====== DATA IN THIS EXERCISE ======

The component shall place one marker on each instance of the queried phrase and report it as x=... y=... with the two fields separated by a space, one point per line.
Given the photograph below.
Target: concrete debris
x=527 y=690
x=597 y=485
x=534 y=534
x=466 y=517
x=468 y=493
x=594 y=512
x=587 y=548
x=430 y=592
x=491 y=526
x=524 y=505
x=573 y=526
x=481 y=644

======
====== DATA IN THIS EXERCISE ======

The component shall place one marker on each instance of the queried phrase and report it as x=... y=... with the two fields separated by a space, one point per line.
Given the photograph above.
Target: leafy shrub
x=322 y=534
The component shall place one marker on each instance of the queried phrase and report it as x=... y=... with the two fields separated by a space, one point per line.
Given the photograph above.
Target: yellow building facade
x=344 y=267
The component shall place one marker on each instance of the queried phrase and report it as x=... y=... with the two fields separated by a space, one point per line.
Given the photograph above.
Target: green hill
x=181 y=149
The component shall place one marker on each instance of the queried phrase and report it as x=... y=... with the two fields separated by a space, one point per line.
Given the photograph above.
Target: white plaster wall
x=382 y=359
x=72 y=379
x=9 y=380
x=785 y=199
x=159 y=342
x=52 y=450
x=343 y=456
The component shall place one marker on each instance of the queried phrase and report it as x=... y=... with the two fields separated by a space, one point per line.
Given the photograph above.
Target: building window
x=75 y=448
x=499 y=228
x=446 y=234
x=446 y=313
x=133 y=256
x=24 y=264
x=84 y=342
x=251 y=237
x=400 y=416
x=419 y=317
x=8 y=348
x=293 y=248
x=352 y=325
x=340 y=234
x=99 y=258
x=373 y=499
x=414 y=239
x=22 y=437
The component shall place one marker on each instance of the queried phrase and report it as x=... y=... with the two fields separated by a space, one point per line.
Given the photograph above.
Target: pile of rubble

======

Locate each line in the data above that contains the word "building" and copy those lines out in full.

Target: yellow building facade
Target: building window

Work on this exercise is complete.